Set down the records word for word, from the line containing "# test: locate the soccer" through the end of the records. Leave any pictures out of your answer.

» **Pointing dataset excerpts**:
## Begin

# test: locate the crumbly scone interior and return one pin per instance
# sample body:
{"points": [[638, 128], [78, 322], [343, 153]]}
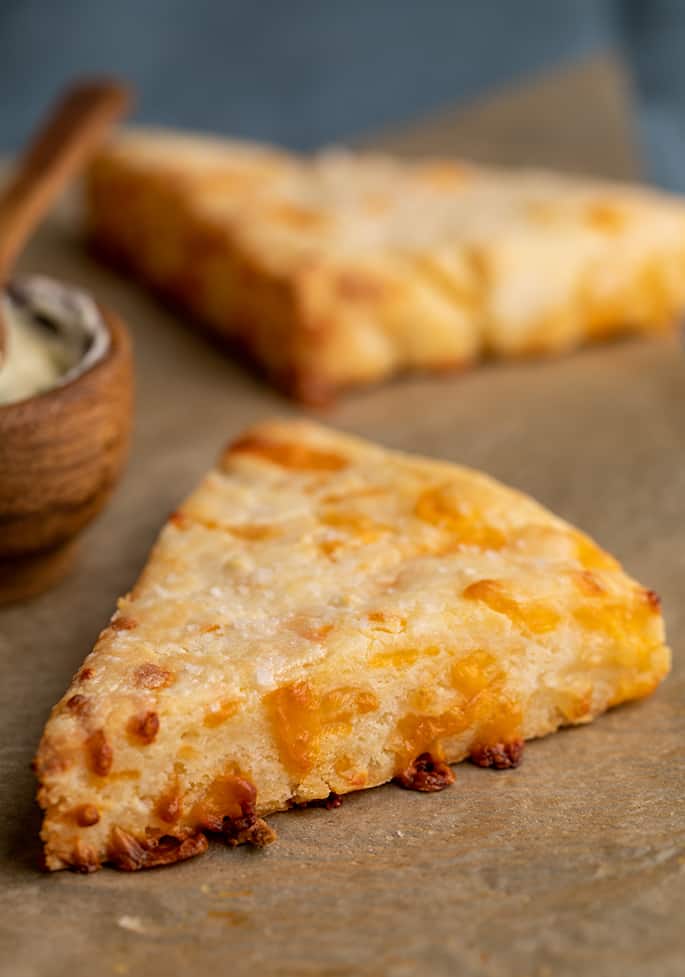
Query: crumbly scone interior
{"points": [[344, 267], [318, 614]]}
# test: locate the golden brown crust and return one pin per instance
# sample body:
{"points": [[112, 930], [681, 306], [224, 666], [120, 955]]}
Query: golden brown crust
{"points": [[130, 855], [320, 616], [346, 269]]}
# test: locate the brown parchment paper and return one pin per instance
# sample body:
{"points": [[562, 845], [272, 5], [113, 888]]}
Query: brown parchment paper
{"points": [[574, 863]]}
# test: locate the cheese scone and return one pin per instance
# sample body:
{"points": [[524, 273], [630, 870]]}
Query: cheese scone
{"points": [[323, 615], [344, 269]]}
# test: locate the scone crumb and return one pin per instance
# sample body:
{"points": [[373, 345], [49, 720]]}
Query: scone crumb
{"points": [[426, 774], [501, 756]]}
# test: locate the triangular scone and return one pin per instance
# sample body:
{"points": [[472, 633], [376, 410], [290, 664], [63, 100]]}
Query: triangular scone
{"points": [[320, 613], [343, 269]]}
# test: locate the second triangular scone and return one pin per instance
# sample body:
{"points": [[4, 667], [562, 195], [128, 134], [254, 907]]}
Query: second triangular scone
{"points": [[348, 268], [323, 615]]}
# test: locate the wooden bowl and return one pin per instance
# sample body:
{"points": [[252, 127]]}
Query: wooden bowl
{"points": [[61, 453]]}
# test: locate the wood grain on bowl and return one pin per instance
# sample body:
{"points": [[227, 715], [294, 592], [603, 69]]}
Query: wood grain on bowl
{"points": [[61, 454]]}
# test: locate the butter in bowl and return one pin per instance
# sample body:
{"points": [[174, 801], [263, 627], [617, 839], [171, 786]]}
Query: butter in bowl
{"points": [[66, 392], [66, 375]]}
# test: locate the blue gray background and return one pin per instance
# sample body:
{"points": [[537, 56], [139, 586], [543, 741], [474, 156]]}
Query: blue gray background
{"points": [[302, 72]]}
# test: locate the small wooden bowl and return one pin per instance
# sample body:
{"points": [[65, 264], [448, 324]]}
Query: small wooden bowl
{"points": [[61, 453]]}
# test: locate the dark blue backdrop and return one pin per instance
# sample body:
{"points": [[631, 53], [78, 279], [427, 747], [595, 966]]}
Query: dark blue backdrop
{"points": [[303, 72]]}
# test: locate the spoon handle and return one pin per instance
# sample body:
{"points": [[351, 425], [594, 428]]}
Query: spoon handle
{"points": [[72, 131]]}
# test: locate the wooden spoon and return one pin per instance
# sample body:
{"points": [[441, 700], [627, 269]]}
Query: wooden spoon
{"points": [[72, 132]]}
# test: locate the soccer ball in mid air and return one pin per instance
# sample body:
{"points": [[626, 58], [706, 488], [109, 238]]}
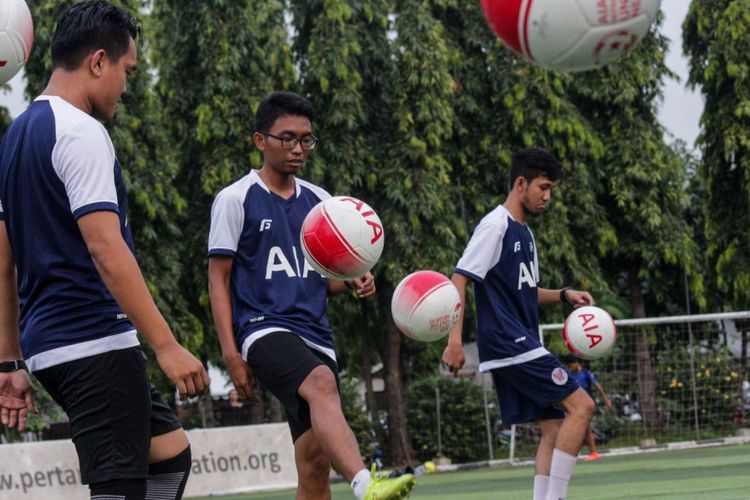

## End

» **COMPLETED EXERCISE**:
# test: locate the soccer ball in mid air and return one pin per instance
# sample body:
{"points": [[626, 58], [706, 488], [109, 238]]}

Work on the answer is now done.